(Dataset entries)
============
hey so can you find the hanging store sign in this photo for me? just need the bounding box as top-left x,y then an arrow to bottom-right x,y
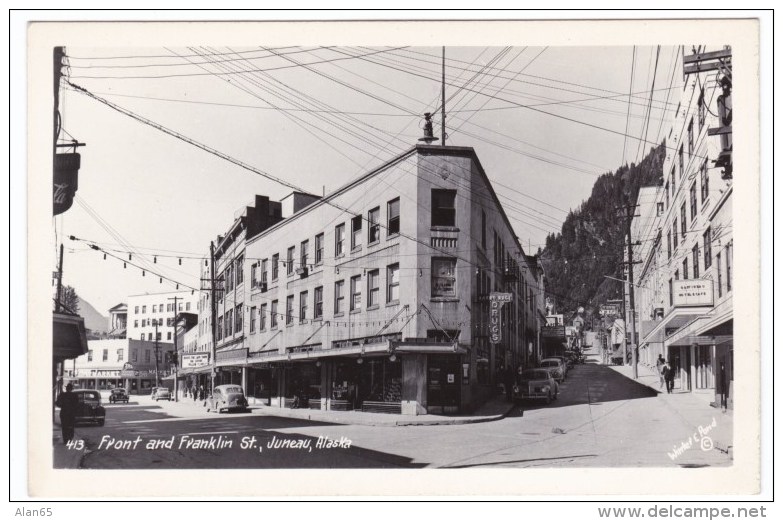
672,280 -> 714,307
489,292 -> 512,344
53,153 -> 80,216
181,353 -> 210,368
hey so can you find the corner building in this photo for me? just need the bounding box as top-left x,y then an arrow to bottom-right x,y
220,145 -> 545,415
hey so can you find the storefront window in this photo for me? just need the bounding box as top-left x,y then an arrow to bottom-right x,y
432,258 -> 457,297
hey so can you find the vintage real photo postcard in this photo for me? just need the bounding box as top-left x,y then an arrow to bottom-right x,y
24,17 -> 762,497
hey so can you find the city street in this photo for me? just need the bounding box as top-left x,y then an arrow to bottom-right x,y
58,348 -> 732,469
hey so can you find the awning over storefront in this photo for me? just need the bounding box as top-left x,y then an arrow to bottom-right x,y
215,347 -> 248,367
392,341 -> 467,355
667,334 -> 733,348
53,312 -> 88,362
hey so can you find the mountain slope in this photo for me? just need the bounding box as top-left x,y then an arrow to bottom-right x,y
77,297 -> 109,333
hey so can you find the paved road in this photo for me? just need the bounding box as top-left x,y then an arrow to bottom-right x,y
66,349 -> 731,469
============
→ Required action: Only the text of the entries above, transcribed exactly, should be given; leave out pictures.

→ Solution for this exercise:
hey so can you find the hanging store sign in this photo for me? just need the bounding box as top-left x,y then an arrow to bottom-right x,y
672,280 -> 714,307
489,292 -> 512,344
53,153 -> 80,216
181,353 -> 210,368
hey so can you find the corner building in this photo for me? just need the bounding box as top-left x,y then an arrow to bottom-right x,y
220,145 -> 545,415
hey so can you find the storefront window in this photo for me? just need the bounding box as top-left x,y then an arrow to bottom-right x,y
432,258 -> 457,297
hey so can you find the vintage real photo postcard in this photo for me? just need the bounding box as top-left x,y then an arrow to bottom-right x,y
24,17 -> 762,497
hey so can you find the city street in this photo for me? just need the bounding box as top-left x,y then an arrow to bottom-right x,y
58,348 -> 732,469
hey so can you find the awning over storefront in this photo for me? just need the bounding box as top-left x,y then an arrow to bottom-right x,y
215,347 -> 248,367
392,341 -> 467,355
667,334 -> 733,348
53,312 -> 88,362
hey so can you find the mountain slope in this photo for me? just need the bounding box as top-left x,y then an arrow to bottom-right x,y
77,297 -> 109,333
hey so can you find the paved road in this photo for me? just need the bounding box as top-left x,y then an arrow to bottom-right x,y
66,349 -> 731,469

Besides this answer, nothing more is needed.